▶ [Teks halaman]
___

Dalam surat Al Maidah,
Allah berfirman:
Artinya: “Dan
tolong-menolonglah kamu dalam (mengerjakan) kebajikan dan takwa, dan jangan
tolong-menolong dalam berbuat dosa dan pelanggaran. Dan bertakwalah kamu kepada
Allah, sesungguhnya Allah amat berat siksa-Nya.” (Al Maaidah:2)
Dalam hadits:
Artinya: “Dan Allah akan
selalu siap menolong seorang hamba selama hamba itu selalu siap menolong
saudaranya.”
Juga dalam hadits Ibnu
Umar di atas (“al muslimu akhul muslimi …”), seterusnya disebutkan bahwa siapa
yang memperhatikan kepentingan saudaranya itu maka Allah memperhatikan
kepentingannya, dan siapa yang melapangkan satu kesulitan terhadap sesama
muslim maka Allah akan melapangkan satu dari beberapa kesulitannya nanti pada
hari qiyamat, dan barangsiapa yang meneyembunyikan rahasia seorang muslim maka
Allah menyembunyikan rahasianya nanti pada hari qiyamat.
Dalil naqli di atas
memberi encouragement bahkan perintah kepada orang beriman untuk
tolong-menolong, yang dibatasi hanya dalam masalah kebajikan dan taqwa. Bentuk
tolong-menolong ini bisa dilakukan dengan saling mendo’akan, saling
menasihati, juga saling membantu dalam bentuk amal perbuatan.

___

▶ [Item yang ditampilkan]
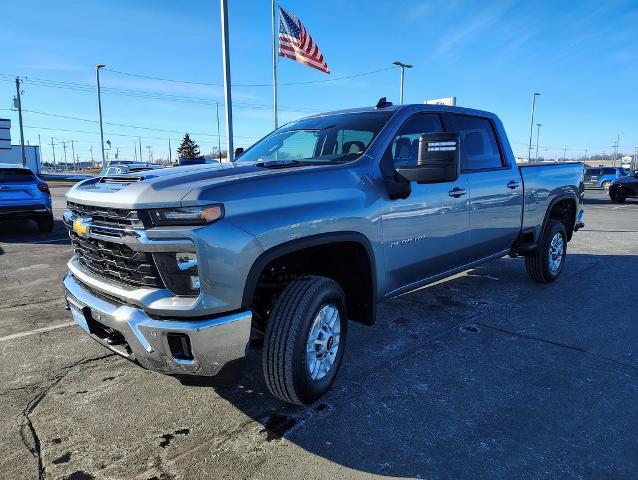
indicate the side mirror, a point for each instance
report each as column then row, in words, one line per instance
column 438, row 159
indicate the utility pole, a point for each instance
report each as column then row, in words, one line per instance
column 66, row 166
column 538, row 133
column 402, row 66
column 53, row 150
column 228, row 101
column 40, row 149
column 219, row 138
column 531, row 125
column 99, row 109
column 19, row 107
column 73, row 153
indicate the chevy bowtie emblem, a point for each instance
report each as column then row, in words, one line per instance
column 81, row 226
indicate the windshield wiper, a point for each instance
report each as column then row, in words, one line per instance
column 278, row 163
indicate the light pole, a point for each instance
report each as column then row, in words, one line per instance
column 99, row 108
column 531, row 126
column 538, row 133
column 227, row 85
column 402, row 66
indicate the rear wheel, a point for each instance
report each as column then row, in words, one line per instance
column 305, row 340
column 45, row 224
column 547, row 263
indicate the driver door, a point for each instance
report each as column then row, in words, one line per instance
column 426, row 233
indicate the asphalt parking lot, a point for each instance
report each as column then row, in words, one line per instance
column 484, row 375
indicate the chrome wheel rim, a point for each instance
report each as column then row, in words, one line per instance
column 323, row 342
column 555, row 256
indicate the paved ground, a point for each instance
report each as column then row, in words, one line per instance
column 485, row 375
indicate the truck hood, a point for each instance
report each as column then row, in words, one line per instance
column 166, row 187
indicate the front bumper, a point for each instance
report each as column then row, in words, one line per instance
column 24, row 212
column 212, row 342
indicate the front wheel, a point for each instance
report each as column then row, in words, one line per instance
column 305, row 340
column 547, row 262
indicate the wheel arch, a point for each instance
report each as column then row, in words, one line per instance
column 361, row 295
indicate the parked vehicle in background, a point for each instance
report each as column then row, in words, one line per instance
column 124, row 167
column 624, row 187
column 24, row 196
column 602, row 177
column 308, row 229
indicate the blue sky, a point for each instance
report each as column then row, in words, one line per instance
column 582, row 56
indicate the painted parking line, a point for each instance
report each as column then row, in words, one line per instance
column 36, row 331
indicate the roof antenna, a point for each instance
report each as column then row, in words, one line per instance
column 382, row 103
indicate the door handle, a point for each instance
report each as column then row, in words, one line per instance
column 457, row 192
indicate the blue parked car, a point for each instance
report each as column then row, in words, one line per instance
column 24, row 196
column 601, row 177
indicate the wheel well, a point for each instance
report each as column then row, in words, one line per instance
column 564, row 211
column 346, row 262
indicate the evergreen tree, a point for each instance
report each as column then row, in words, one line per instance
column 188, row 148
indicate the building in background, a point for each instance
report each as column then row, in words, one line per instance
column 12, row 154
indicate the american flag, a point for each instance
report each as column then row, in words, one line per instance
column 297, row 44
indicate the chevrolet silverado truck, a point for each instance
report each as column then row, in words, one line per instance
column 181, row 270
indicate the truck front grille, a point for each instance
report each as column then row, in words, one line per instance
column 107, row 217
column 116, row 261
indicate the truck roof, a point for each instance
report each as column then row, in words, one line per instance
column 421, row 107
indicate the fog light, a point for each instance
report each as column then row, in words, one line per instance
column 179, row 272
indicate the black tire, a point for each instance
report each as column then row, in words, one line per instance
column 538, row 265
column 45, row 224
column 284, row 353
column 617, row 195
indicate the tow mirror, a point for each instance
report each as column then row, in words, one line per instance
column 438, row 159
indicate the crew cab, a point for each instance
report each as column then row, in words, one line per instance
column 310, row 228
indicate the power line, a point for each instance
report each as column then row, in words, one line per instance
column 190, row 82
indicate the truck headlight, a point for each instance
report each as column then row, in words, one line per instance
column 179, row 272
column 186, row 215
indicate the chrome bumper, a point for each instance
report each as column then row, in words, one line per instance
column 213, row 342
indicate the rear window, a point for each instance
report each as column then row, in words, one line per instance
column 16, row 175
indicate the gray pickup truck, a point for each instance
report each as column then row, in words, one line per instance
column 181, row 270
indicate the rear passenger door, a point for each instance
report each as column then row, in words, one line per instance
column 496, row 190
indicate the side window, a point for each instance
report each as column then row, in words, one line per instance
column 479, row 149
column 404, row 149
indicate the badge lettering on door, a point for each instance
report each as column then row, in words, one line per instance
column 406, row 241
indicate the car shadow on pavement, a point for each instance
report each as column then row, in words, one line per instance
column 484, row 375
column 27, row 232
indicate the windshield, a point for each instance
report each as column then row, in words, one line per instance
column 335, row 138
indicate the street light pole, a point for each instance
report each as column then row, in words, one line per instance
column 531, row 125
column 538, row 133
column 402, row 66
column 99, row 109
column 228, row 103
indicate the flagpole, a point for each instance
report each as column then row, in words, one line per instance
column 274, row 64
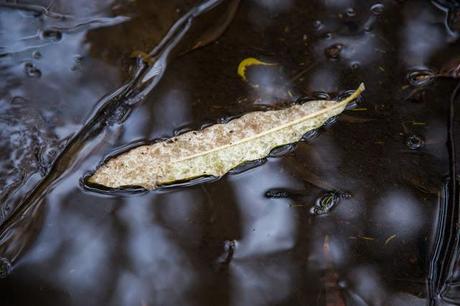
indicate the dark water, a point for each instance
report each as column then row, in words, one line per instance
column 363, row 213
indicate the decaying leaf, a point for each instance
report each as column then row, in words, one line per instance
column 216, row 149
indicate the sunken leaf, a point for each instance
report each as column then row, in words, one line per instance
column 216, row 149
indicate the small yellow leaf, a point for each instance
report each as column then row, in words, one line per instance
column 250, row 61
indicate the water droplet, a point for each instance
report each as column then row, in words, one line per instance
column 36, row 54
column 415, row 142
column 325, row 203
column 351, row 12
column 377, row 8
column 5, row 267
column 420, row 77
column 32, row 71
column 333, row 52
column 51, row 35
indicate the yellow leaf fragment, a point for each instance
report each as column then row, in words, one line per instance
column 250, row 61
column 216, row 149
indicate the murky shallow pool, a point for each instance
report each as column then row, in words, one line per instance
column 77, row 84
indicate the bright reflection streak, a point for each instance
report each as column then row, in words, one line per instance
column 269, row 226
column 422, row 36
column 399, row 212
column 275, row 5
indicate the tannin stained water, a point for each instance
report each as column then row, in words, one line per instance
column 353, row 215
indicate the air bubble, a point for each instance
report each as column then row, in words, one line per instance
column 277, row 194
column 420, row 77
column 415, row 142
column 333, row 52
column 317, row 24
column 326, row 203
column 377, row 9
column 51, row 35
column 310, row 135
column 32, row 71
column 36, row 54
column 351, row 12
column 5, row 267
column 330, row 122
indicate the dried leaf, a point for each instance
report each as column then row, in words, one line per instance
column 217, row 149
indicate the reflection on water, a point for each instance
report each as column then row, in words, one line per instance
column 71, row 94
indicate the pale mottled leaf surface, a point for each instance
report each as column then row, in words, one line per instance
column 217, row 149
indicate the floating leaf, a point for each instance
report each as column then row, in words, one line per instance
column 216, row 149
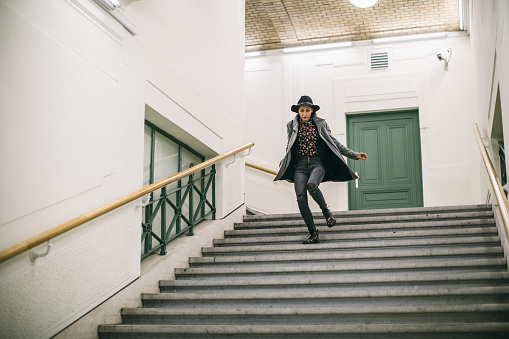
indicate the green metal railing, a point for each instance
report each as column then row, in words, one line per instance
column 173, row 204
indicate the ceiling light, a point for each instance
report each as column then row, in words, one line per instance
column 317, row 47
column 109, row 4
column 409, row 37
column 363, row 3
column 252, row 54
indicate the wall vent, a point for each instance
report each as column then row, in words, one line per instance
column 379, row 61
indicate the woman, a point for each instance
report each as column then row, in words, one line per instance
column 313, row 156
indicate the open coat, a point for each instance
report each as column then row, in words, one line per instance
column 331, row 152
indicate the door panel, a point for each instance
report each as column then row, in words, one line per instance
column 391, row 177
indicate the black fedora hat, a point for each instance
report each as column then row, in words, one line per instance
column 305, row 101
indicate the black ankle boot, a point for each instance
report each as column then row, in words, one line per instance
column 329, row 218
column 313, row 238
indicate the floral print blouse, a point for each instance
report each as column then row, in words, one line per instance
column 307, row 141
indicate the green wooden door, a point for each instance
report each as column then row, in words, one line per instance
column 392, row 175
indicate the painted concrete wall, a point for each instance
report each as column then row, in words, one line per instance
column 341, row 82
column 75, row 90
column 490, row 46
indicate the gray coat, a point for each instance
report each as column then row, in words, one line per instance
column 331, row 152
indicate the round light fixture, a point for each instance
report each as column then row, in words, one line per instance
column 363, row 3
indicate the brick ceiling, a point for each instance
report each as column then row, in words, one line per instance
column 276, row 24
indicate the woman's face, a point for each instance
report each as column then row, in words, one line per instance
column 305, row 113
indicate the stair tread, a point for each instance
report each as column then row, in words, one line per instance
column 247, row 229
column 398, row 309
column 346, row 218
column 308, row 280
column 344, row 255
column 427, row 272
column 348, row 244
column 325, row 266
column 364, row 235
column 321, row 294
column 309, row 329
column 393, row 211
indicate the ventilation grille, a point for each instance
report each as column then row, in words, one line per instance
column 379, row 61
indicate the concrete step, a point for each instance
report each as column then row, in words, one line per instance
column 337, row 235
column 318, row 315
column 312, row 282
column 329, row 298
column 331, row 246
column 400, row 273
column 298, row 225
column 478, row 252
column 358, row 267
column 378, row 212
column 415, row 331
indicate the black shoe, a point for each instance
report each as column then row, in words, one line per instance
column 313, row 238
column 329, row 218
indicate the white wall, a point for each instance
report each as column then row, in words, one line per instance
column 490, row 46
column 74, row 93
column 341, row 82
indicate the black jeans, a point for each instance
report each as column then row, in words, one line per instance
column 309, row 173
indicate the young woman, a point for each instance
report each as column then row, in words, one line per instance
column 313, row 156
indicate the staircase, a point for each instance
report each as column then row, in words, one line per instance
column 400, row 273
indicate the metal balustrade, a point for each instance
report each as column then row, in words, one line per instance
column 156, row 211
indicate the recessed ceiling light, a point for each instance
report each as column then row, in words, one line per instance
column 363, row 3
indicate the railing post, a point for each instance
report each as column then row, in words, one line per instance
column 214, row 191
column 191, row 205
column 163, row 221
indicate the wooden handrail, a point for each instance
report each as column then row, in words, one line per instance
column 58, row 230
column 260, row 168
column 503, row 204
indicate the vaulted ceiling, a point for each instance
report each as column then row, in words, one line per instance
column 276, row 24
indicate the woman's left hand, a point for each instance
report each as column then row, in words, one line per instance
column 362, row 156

___

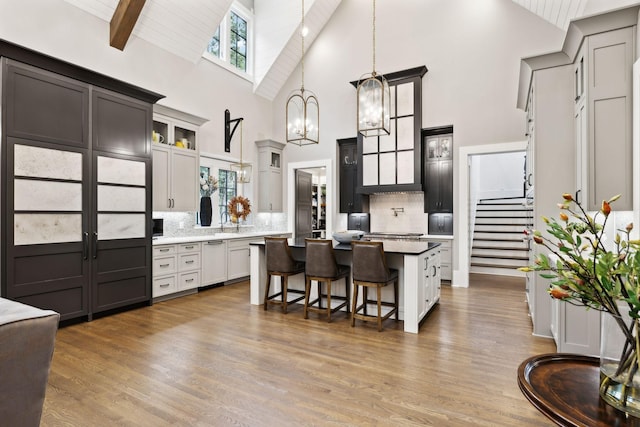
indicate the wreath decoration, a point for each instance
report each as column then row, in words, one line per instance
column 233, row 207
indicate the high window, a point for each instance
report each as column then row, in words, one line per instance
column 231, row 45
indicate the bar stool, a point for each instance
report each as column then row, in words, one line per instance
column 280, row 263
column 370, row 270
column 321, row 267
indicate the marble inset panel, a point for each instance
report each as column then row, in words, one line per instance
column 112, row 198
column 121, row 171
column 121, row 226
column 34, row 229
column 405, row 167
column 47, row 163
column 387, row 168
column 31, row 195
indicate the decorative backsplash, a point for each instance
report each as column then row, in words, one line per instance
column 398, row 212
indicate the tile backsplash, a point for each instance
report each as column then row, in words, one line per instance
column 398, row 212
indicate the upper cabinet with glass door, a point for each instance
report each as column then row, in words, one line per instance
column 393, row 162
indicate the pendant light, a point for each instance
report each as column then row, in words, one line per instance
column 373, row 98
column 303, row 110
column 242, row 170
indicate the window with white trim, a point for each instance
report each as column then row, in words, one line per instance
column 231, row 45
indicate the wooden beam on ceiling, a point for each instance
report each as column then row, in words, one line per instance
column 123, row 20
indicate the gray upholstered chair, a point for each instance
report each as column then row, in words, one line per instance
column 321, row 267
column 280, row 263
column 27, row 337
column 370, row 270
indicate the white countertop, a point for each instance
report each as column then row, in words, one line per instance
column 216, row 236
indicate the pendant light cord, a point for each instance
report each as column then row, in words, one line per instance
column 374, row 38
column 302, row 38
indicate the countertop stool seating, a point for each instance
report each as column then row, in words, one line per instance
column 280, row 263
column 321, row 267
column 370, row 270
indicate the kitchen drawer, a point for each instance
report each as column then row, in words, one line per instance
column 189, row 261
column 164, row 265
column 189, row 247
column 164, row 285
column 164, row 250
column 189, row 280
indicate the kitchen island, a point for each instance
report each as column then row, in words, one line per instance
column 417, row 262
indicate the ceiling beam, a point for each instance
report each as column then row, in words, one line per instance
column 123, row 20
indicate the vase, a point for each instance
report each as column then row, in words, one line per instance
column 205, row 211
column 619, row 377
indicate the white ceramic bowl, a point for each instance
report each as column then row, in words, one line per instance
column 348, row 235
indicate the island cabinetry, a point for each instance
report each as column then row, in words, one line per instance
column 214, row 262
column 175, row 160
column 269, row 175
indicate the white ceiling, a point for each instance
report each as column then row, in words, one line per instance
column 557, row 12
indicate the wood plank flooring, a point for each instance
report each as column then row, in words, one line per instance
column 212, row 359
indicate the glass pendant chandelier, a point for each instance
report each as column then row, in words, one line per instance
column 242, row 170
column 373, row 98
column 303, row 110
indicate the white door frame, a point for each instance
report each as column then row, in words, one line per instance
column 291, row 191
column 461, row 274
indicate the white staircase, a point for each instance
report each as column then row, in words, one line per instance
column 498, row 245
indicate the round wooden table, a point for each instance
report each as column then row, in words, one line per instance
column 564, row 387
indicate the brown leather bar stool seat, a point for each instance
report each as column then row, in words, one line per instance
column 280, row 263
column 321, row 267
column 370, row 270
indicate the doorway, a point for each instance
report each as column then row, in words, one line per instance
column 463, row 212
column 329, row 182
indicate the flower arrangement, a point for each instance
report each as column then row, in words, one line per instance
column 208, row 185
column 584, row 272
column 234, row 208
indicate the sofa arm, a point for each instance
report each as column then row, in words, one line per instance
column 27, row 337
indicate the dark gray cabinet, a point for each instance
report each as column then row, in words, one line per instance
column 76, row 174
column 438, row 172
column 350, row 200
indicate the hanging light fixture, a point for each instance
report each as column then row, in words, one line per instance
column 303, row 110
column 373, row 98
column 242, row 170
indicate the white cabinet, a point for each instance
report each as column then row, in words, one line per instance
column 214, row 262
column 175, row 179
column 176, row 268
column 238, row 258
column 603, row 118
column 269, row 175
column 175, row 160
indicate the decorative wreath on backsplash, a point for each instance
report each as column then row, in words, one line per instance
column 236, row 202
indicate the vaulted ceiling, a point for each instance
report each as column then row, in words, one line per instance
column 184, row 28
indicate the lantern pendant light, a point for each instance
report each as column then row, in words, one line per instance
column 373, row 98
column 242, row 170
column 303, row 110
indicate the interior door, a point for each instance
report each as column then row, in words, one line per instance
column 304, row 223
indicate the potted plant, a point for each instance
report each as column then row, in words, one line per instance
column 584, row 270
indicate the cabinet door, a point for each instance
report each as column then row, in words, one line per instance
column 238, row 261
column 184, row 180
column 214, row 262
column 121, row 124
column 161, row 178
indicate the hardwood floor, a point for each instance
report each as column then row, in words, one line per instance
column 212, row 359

___

▶ [Perintah yang diberikan] Tulis lanjutan teks tentang tolong-menolong dalam kebajikan dan takwa, mulai setelah kalimat terakhirnya.

▶ [Jawaban yang benar]
Dalam hal ini kita perlu
memperhatikan hadits shahih dari Anas bin Malik ra, bahwa Rasulullah saw
bersabda:
Artinya: “Tolonglah
saudaramu yang berbuat zalim atau yang dizalimi.” Aku bertanya, “Ya Rasulullah,
menolong orang yang dizalimi dapatlah aku mengerti. Namun, bagaimana dengan
menolong orang yang berbuat zalim?” Rasulullah menjawab, “Kamu cegah dia agar
tidak berbuat aniaya, maka itulah pertolonganmu untuknya.”
Jadi kita seharusnya
berterima kasih jika ada yang menegur kita, bahkan mencegah kita dengan
kekuatan manakala kita sedang berbuat kesalahan.
3.
3. Takaful
Takaful ini akan melahirkan perasaan senasib
dan sepenanggungan. Di mana rasa susah dan sedih saudara kita dapat kita
rasakan, sehingga dengan serta merta kita memberikan pertolongan. Dalam sebuah
hadits Rasulullah memberikan perumpamaan yang menarik tentang hal ini, yaitu
dengan mengibaratkan orang beriman – yang bersaudara – sebagai satu tubuh.
Dalam hadits:
Artinya: “Perumpamaan orang-orang beriman di
dalam kecintaan, kasih sayang, dan hubungan kekerabatan mereka adalah bagaikan
tubuh. Bila salah satu anggotanya mengaduh sakit maka sekujur tubuhnya akan
merasakan demam dan tidak bisa tidur.”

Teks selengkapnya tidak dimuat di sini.